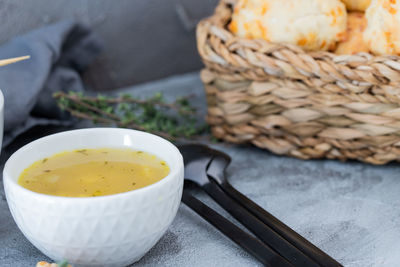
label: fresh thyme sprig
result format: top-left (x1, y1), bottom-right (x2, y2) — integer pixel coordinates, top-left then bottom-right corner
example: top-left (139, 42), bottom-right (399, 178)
top-left (53, 92), bottom-right (207, 140)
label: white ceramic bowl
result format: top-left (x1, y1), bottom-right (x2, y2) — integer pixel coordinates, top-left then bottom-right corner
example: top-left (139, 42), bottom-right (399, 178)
top-left (3, 128), bottom-right (183, 266)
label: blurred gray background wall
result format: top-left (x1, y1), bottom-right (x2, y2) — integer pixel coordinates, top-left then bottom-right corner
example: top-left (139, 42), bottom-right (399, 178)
top-left (0, 0), bottom-right (218, 90)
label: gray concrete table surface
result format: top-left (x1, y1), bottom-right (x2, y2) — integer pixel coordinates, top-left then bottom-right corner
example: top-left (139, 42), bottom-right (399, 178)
top-left (0, 73), bottom-right (400, 267)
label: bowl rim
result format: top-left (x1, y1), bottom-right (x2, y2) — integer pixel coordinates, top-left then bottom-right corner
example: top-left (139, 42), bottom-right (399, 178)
top-left (0, 129), bottom-right (183, 202)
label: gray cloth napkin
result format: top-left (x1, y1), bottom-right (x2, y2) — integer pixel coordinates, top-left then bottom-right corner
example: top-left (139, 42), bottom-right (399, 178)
top-left (0, 21), bottom-right (102, 147)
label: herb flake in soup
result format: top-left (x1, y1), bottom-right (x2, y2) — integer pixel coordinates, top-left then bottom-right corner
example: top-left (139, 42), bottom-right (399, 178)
top-left (18, 148), bottom-right (169, 197)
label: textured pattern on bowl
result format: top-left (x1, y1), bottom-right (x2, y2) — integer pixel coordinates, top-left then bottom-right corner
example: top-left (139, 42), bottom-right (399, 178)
top-left (4, 128), bottom-right (183, 266)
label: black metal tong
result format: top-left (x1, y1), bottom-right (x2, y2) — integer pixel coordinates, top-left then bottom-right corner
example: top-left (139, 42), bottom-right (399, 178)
top-left (179, 145), bottom-right (342, 266)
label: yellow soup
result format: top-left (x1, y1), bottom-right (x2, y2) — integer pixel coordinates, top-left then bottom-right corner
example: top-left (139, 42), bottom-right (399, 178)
top-left (18, 148), bottom-right (169, 197)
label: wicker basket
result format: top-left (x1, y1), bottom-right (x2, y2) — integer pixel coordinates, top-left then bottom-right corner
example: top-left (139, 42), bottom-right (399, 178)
top-left (197, 0), bottom-right (400, 164)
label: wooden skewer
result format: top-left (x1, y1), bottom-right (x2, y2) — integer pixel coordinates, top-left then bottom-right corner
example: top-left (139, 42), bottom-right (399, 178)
top-left (0, 56), bottom-right (31, 67)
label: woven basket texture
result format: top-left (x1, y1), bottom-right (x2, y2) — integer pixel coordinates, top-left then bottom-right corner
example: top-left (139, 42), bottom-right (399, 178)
top-left (197, 0), bottom-right (400, 164)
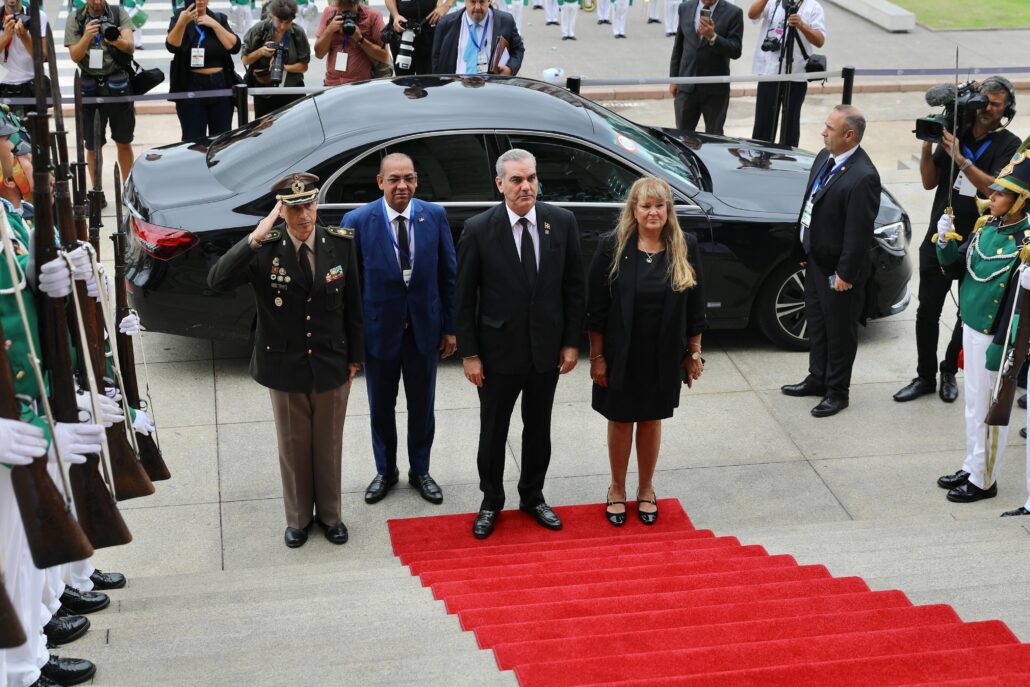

::::

**What you should do:**
Rewrite all the entries above, changing every "bowl" to "dish" and leaving everything else unchanged; omit the pictures.

**Exercise solution:**
label: fresh thyme sprig
result format: top-left (x1, y1), bottom-right (x2, y2) — integer pixel coordinates, top-left then bottom-right corner
example: top-left (139, 42), bottom-right (399, 178)
top-left (53, 92), bottom-right (207, 140)
label: white ceramic dish
result format: top-left (x1, y1), bottom-right (x2, y2) — integer pixel coordinates, top-left then bottom-right corner
example: top-left (139, 42), bottom-right (399, 178)
top-left (3, 128), bottom-right (183, 266)
label: blurred gray background wall
result format: top-left (x1, y1), bottom-right (x2, y2) — integer pixel coordinates, top-left then bottom-right corner
example: top-left (139, 42), bottom-right (399, 178)
top-left (0, 0), bottom-right (218, 90)
label: gray concrete table surface
result format: top-left (x1, y1), bottom-right (x2, y2) — integer pixel coordinates, top-left then bottom-right corner
example: top-left (139, 42), bottom-right (399, 178)
top-left (0, 73), bottom-right (400, 267)
label: dish rim
result format: top-left (x1, y1), bottom-right (x2, y2) — integer pixel coordinates, top-left then bottom-right corner
example: top-left (139, 42), bottom-right (399, 178)
top-left (0, 129), bottom-right (183, 202)
label: gray cloth napkin
result format: top-left (x1, y1), bottom-right (x2, y2) — integer pixel coordinates, top-left then bottom-right corner
example: top-left (139, 42), bottom-right (399, 178)
top-left (0, 21), bottom-right (102, 147)
label: herb flake in soup
result format: top-left (x1, y1), bottom-right (x2, y2) — integer pixel coordinates, top-left then bottom-right corner
example: top-left (139, 42), bottom-right (399, 178)
top-left (18, 148), bottom-right (169, 197)
label: textured pattern on dish
result format: top-left (x1, y1), bottom-right (x2, y2) — integer pixel coordinates, top-left then bottom-right corner
example: top-left (139, 42), bottom-right (399, 178)
top-left (4, 128), bottom-right (183, 266)
label: black metal tong
result format: top-left (x1, y1), bottom-right (x2, y2) — integer pixel coordinates, top-left then bottom-right corner
example: top-left (139, 42), bottom-right (399, 178)
top-left (179, 145), bottom-right (342, 266)
label: yellow soup
result format: top-left (x1, y1), bottom-right (x2, y2) — integer pixel coordinates, top-left then bottom-right corner
example: top-left (139, 42), bottom-right (399, 178)
top-left (18, 148), bottom-right (169, 197)
label: wicker basket
result format: top-left (x1, y1), bottom-right (x2, y2) — integer pixel coordinates, top-left then bottom-right corner
example: top-left (139, 42), bottom-right (399, 178)
top-left (197, 0), bottom-right (400, 164)
label: wooden skewer
result format: top-left (x1, y1), bottom-right (x2, y2) — integer pixel coordinates, top-left then bottom-right corner
example: top-left (139, 42), bottom-right (399, 178)
top-left (0, 56), bottom-right (31, 67)
label: woven basket texture
result format: top-left (x1, y1), bottom-right (x2, y2) — integer pixel coordinates, top-left then bottom-right corner
example: top-left (139, 42), bottom-right (399, 178)
top-left (197, 0), bottom-right (400, 164)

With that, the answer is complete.